_What the exercise asks_: Return the records exactly, keeping every line as it is.

_Records from a data collection_:
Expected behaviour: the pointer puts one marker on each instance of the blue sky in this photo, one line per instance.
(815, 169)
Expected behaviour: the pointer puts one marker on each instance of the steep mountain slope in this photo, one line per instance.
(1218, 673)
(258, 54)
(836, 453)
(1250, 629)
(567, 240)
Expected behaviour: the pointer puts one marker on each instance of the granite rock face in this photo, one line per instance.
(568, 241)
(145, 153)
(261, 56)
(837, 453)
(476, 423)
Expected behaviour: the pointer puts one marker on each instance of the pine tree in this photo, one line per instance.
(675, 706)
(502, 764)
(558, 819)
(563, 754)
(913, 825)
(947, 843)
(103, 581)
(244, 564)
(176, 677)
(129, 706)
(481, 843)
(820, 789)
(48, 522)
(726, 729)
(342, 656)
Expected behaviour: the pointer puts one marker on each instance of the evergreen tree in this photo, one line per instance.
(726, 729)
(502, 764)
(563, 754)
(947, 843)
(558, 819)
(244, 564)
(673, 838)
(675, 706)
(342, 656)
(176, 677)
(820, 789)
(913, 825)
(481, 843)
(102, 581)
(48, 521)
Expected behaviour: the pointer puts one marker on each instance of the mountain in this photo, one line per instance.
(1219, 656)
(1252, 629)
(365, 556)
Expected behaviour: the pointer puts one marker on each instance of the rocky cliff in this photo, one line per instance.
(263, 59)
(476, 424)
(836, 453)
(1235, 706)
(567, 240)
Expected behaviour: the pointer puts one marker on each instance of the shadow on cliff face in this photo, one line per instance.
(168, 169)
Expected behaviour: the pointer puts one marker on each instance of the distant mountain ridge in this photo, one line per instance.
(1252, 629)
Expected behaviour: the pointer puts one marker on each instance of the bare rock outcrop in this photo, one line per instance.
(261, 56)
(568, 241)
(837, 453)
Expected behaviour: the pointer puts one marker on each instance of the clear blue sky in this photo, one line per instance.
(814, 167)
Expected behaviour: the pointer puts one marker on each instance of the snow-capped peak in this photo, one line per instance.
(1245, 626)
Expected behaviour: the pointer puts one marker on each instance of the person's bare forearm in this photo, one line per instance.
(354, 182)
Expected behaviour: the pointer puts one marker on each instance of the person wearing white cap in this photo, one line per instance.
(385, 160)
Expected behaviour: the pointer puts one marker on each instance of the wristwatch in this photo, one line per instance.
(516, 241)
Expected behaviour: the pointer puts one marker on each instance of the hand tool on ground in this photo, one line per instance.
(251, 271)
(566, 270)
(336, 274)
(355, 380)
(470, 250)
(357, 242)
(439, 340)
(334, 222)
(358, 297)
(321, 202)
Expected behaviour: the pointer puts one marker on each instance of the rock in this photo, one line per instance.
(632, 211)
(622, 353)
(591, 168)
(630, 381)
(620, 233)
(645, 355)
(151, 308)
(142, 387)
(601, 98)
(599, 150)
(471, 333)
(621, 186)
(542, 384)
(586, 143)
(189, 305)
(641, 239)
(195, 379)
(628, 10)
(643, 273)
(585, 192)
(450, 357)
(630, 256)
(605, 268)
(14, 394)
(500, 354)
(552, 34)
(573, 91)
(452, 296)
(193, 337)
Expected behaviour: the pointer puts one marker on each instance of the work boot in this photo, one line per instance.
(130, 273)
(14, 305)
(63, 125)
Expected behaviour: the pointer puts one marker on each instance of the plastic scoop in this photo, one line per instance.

_Exercise answer_:
Expected behaviour: the pointer puts one marker on each instance of the blue sky in this photo, one line per instance.
(815, 169)
Expected behaviour: the pointer puts one marker on each instance of the steep mountain slope in this photo, one line per instance.
(1218, 673)
(258, 54)
(836, 453)
(1250, 629)
(567, 240)
Expected behaviour: the pointer puts one marker on each instance of the granite rock face in this photo, one line per instance.
(568, 241)
(145, 153)
(261, 56)
(837, 453)
(476, 423)
Expected behaviour: the pointer puts one marker on each instance of the pine tree in this photo, one line per instance.
(675, 706)
(502, 764)
(558, 819)
(563, 754)
(913, 825)
(947, 843)
(103, 581)
(244, 564)
(176, 677)
(129, 706)
(481, 843)
(820, 789)
(48, 522)
(726, 729)
(342, 656)
Expected behaviour: the pointer puts one marker on each instance of the evergreen tree in this photo, one line per instance.
(726, 729)
(502, 764)
(563, 754)
(947, 843)
(558, 819)
(244, 564)
(673, 838)
(675, 706)
(342, 656)
(176, 677)
(820, 789)
(913, 825)
(481, 843)
(102, 581)
(48, 521)
Expected behaviour: the pointer puts one marker on each instance of the mountain in this photo, one line per instance.
(1219, 656)
(1252, 629)
(365, 556)
Expected behaviour: the pointer puts one marker on each instance of the rocky cliff in this photo, one line per instance.
(263, 59)
(476, 424)
(836, 453)
(1235, 706)
(567, 240)
Expected behaviour: the pointer puts one marker on each instance of the shadow on cliff face in this photo, one line per instance.
(168, 169)
Expected behaviour: the pointer puts one marker on each instance of the distant mountain ridge in this photo, one line per instance.
(1252, 629)
Expected behaviour: the pointer puts one marker on each instance of the bare rock outcrop in this photo, one line per instance.
(261, 56)
(568, 241)
(837, 453)
Expected behaviour: the pointer puts one marker on each instance of the clear blue sky in this photo, one line per instance.
(814, 167)
Expected behaviour: the pointer puts one marker on each instance of the snow-capped peak in this photo, one line per instance.
(1245, 626)
Expected behaviour: the pointer puts one marker on each instance of the person's bare forearm in this photo, one line per instance.
(354, 182)
Expected behaviour: the pointer puts one marker on each instance of the person wearing white cap in this photo, one line per instance.
(385, 160)
Expected behaviour: the pointer puts one marker on each instance of the wristwatch in this photo, one line per instance.
(516, 241)
Expected behaviour: the pointer puts one marker on each instance of the hand tool on ground in this photo, one line per instance.
(251, 271)
(566, 270)
(336, 274)
(355, 380)
(470, 250)
(357, 242)
(439, 340)
(334, 222)
(358, 297)
(321, 202)
Expected behaviour: the pointer puts one marker on each instance of the rock in this photo, one line per instance.
(632, 211)
(622, 353)
(591, 168)
(630, 381)
(620, 233)
(645, 355)
(151, 308)
(142, 387)
(601, 98)
(599, 150)
(471, 333)
(621, 186)
(542, 384)
(586, 143)
(189, 305)
(641, 239)
(195, 379)
(628, 10)
(643, 273)
(585, 192)
(450, 357)
(630, 256)
(605, 268)
(14, 394)
(500, 354)
(552, 34)
(573, 91)
(452, 296)
(193, 337)
Expected behaviour: the pointer puts one marker on each instance of the work boot in this photo, one line per instance.
(130, 273)
(14, 305)
(63, 125)
Expected behaviour: the pointer puts one marker on each instance of the plastic scoop in this photo, one line per instance.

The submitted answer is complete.